▸ **Data entries**
★ ★ ★ ★ ★ ★ ★

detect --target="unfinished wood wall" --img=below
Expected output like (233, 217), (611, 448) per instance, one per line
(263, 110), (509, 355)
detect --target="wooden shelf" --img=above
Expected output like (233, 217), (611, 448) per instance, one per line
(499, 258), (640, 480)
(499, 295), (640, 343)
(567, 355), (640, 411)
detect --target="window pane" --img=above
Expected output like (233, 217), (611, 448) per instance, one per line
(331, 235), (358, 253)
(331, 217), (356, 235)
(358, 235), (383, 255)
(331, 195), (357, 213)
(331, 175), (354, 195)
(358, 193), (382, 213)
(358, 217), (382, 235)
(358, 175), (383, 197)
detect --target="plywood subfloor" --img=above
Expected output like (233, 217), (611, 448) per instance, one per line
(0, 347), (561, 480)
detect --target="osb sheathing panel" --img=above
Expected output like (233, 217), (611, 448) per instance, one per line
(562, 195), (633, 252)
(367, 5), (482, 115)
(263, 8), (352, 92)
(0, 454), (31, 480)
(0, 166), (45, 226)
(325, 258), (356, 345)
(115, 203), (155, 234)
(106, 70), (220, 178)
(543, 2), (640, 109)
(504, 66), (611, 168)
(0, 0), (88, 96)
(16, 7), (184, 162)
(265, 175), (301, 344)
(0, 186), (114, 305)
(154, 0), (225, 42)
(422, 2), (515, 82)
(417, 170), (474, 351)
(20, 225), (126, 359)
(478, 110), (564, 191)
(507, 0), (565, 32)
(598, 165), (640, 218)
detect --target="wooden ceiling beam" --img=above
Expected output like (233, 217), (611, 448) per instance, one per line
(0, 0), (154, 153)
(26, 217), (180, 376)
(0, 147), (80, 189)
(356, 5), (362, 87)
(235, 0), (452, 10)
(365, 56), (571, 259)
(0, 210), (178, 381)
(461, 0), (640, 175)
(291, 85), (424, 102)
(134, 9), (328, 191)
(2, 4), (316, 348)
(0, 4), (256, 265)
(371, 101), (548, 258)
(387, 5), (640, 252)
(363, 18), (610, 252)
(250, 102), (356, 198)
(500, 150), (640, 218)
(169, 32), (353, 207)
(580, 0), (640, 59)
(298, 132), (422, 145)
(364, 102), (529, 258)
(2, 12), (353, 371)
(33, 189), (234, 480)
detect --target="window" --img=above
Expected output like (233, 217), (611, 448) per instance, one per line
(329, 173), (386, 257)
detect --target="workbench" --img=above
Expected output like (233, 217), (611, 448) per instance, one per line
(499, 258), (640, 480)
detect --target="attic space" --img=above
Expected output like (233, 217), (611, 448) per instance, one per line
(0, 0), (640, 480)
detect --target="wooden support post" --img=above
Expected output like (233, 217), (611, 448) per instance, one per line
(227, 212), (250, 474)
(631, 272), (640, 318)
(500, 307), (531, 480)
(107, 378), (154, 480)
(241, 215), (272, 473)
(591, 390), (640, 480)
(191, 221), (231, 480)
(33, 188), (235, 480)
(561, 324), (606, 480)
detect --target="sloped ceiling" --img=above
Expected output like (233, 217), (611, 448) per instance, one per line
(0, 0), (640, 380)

★ ★ ★ ★ ★ ★ ★

▸ **Task instructions**
Render every line of the data entries above as a JSON list of strings, one string per line, with blank lines omitted.

▸ **Full output**
[
  "detect --target=\"unfinished wood wall\" --img=below",
  "Expected output like (233, 217), (611, 448) per instance, one per line",
  "(263, 110), (509, 355)",
  "detect --target=\"wooden shelf\" --img=above",
  "Expected output like (233, 217), (611, 448) per instance, one per line",
  "(499, 258), (640, 480)",
  "(499, 295), (640, 343)",
  "(567, 355), (640, 411)",
  "detect --target=\"window pane\" --img=above",
  "Expected output like (233, 217), (611, 448) per instance, one per line",
  "(331, 235), (358, 253)",
  "(331, 217), (356, 235)",
  "(358, 235), (383, 255)",
  "(331, 195), (357, 213)",
  "(331, 175), (354, 195)",
  "(358, 193), (382, 213)",
  "(358, 217), (382, 235)",
  "(358, 175), (383, 197)",
  "detect --target=\"plywood subfloor\" --img=above",
  "Expected output like (233, 217), (611, 448) per instance, one per line",
  "(0, 347), (561, 480)",
  "detect --target=\"osb sheathing panel\" --img=above",
  "Expected output like (233, 217), (611, 448) per instance, one per line",
  "(562, 195), (633, 252)",
  "(367, 5), (482, 115)",
  "(263, 8), (352, 92)",
  "(0, 454), (31, 480)",
  "(0, 166), (45, 226)",
  "(325, 258), (356, 345)",
  "(115, 203), (155, 234)",
  "(106, 70), (220, 178)",
  "(543, 2), (640, 109)",
  "(504, 66), (611, 168)",
  "(0, 0), (88, 96)",
  "(16, 7), (184, 162)",
  "(265, 175), (301, 344)",
  "(0, 186), (114, 305)",
  "(154, 0), (225, 42)",
  "(422, 2), (515, 82)",
  "(417, 170), (474, 351)",
  "(20, 225), (126, 359)",
  "(478, 110), (564, 191)",
  "(507, 0), (565, 32)",
  "(598, 165), (640, 218)",
  "detect --target=\"wooden ceiling beam\" --img=above",
  "Expected output like (233, 217), (611, 448) per instance, one per line",
  "(0, 0), (154, 153)",
  "(26, 217), (180, 376)",
  "(0, 147), (80, 189)",
  "(356, 5), (362, 87)",
  "(235, 0), (452, 10)",
  "(365, 56), (571, 259)",
  "(0, 210), (178, 381)",
  "(461, 0), (640, 175)",
  "(291, 85), (424, 102)",
  "(134, 9), (328, 191)",
  "(2, 4), (316, 348)",
  "(0, 4), (256, 265)",
  "(371, 101), (548, 258)",
  "(387, 5), (640, 252)",
  "(363, 18), (610, 252)",
  "(250, 102), (356, 198)",
  "(500, 150), (640, 218)",
  "(169, 32), (353, 207)",
  "(580, 0), (640, 59)",
  "(298, 132), (422, 145)",
  "(364, 102), (529, 258)",
  "(2, 12), (353, 371)",
  "(33, 189), (234, 480)",
  "detect --target=\"window\" --img=above",
  "Expected output like (233, 217), (611, 448) per instance, one per line",
  "(329, 173), (386, 257)",
  "detect --target=\"workbench\" --img=above",
  "Expected output like (233, 217), (611, 448) per instance, one per line",
  "(499, 258), (640, 480)",
  "detect --target=\"attic space\" --img=above",
  "Expected output like (233, 217), (611, 448) per instance, one per line",
  "(0, 0), (640, 480)",
  "detect --target=\"wooden support post\" --img=above",
  "Expected output like (233, 217), (611, 448) per instance, one per line",
  "(227, 212), (250, 474)",
  "(631, 272), (640, 318)",
  "(500, 307), (531, 480)",
  "(107, 378), (154, 480)",
  "(241, 215), (272, 473)",
  "(591, 390), (640, 480)",
  "(191, 221), (231, 480)",
  "(33, 188), (235, 480)",
  "(561, 324), (606, 480)",
  "detect --target=\"sloped ceiling\" --img=above",
  "Expected output like (233, 217), (611, 448) per instance, one per line",
  "(0, 0), (640, 380)"
]